GOAL:
Copy every row below that contains the word "wave". Case counts, so match only that exact capitalization.

DATA PROVIDED:
......
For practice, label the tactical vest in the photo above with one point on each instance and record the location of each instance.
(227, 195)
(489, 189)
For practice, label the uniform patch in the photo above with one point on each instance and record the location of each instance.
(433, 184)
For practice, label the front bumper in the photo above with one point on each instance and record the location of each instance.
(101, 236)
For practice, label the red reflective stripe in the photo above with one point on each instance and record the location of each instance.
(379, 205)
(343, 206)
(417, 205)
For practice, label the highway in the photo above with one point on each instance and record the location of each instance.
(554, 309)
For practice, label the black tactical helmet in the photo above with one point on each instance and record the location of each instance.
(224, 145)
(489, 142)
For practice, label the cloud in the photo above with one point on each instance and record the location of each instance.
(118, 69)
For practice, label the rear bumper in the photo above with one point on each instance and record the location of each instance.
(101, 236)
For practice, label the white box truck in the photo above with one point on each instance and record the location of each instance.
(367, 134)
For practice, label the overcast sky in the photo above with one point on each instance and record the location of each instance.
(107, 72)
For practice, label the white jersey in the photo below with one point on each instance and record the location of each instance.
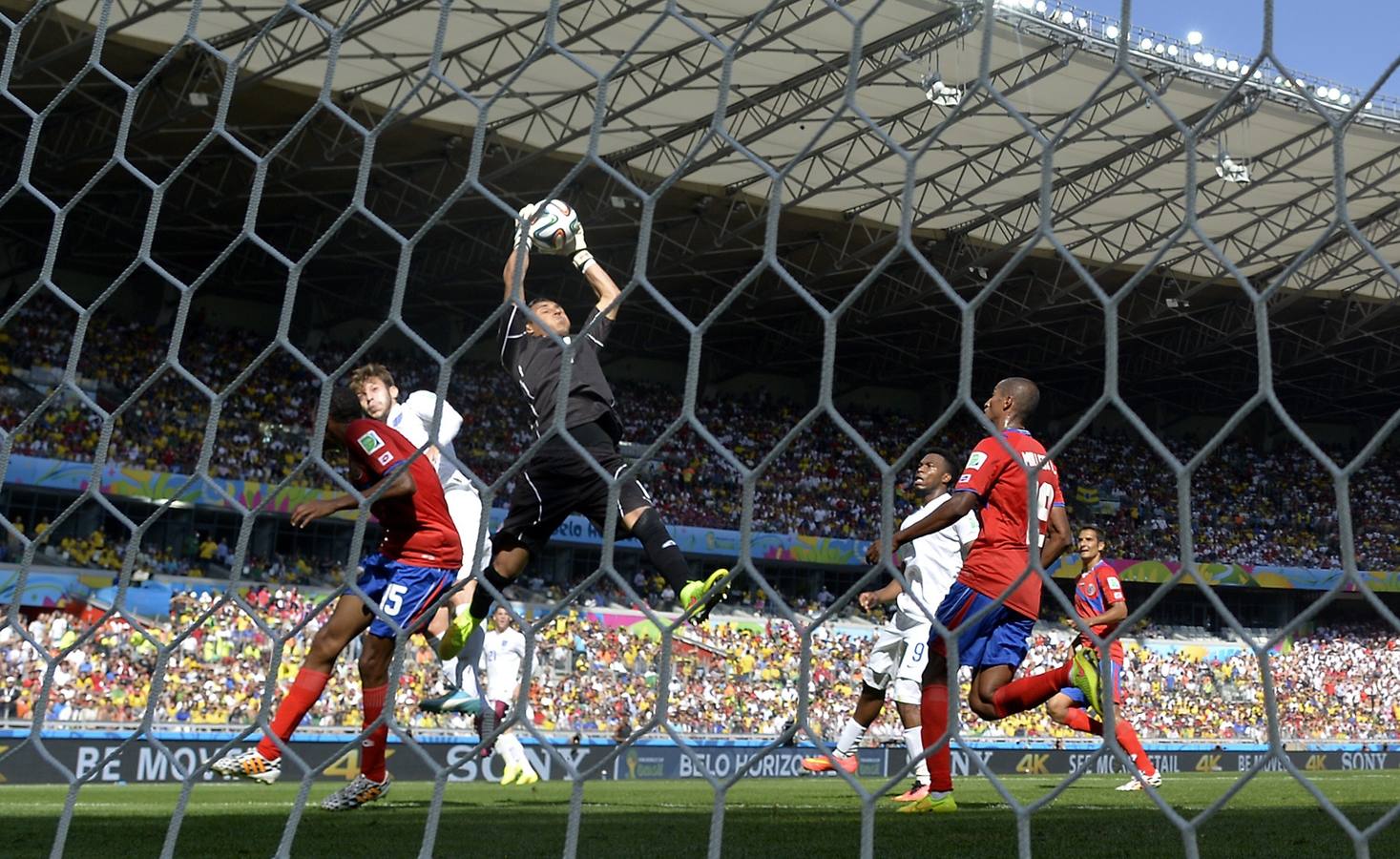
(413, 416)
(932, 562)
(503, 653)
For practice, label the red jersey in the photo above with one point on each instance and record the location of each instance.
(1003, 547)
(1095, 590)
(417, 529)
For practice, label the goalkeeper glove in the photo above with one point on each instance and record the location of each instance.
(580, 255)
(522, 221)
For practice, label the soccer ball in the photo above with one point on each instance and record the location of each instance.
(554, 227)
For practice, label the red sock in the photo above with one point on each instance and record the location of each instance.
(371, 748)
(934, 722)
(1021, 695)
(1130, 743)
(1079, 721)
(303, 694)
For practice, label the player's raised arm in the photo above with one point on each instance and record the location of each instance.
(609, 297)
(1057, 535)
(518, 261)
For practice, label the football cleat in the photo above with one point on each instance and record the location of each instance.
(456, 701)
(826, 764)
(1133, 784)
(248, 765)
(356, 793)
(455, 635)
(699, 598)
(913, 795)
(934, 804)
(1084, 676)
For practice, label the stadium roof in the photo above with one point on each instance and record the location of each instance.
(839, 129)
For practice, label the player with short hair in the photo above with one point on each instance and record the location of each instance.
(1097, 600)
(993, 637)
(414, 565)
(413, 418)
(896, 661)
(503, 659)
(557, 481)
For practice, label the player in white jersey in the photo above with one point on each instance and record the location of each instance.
......
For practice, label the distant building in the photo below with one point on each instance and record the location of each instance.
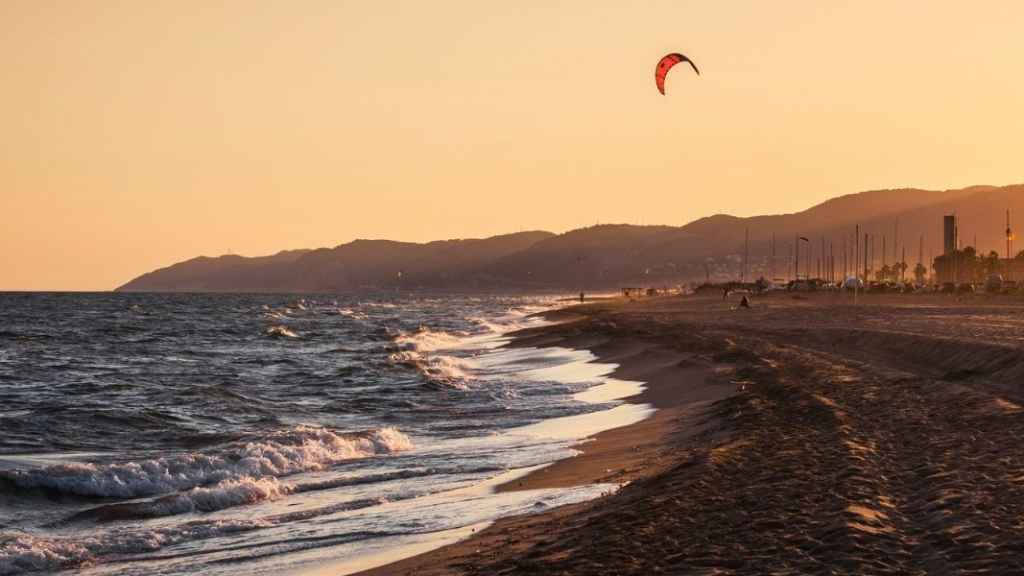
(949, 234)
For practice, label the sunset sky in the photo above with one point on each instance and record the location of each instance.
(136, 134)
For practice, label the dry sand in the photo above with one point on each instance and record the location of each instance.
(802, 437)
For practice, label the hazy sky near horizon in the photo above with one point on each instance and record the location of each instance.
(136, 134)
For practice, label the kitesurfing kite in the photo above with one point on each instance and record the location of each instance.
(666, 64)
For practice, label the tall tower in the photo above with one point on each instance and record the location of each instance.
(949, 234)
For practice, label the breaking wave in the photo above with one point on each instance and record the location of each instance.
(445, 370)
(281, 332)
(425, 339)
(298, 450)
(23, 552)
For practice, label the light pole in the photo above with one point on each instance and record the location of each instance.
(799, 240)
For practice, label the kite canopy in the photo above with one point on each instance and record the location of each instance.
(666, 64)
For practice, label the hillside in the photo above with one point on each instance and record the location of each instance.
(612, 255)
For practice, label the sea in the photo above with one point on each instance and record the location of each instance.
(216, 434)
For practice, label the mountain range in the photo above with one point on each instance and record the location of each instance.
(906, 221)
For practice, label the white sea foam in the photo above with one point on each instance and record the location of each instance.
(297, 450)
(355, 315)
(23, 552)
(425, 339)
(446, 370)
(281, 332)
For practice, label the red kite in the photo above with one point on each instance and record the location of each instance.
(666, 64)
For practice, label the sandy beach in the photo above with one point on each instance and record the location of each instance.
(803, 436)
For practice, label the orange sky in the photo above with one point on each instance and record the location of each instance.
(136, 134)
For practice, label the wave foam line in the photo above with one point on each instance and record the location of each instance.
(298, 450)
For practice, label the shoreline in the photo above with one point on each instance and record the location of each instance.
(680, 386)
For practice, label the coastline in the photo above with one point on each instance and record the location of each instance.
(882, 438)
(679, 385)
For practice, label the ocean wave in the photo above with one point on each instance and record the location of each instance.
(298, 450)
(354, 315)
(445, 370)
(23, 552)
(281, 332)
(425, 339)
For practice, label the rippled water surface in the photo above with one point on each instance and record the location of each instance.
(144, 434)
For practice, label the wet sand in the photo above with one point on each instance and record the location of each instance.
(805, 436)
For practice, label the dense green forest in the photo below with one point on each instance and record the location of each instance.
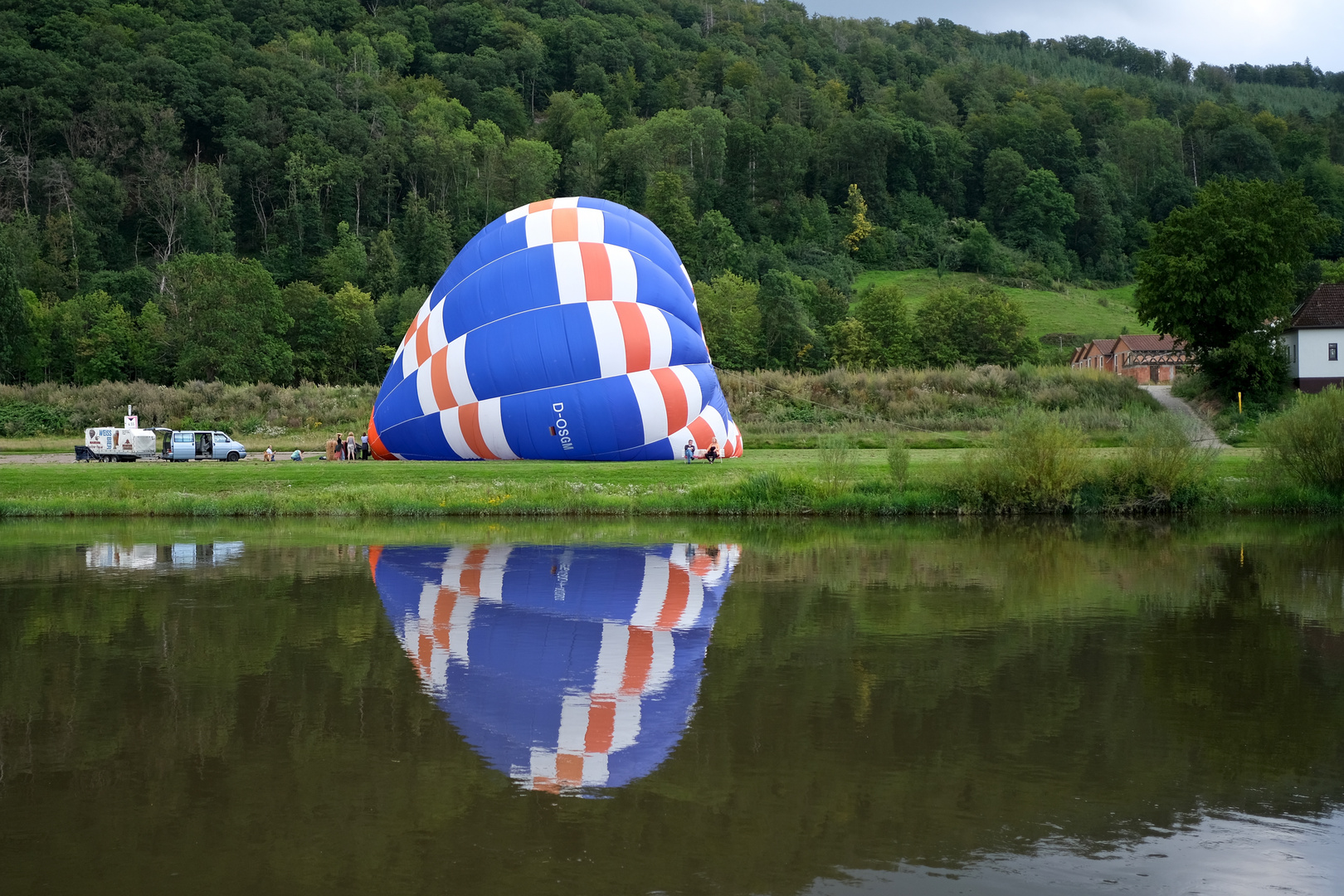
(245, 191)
......
FULL RESPONSE:
For practice, label the breaking wave in the photo above with one point on each instance and record the location of each instance.
For practice, label the wave foam line in the photo above with one point on each instance and record the location of each instance.
For practice, label the ocean wave in the photo above with one point on each instance and record the location of each instance.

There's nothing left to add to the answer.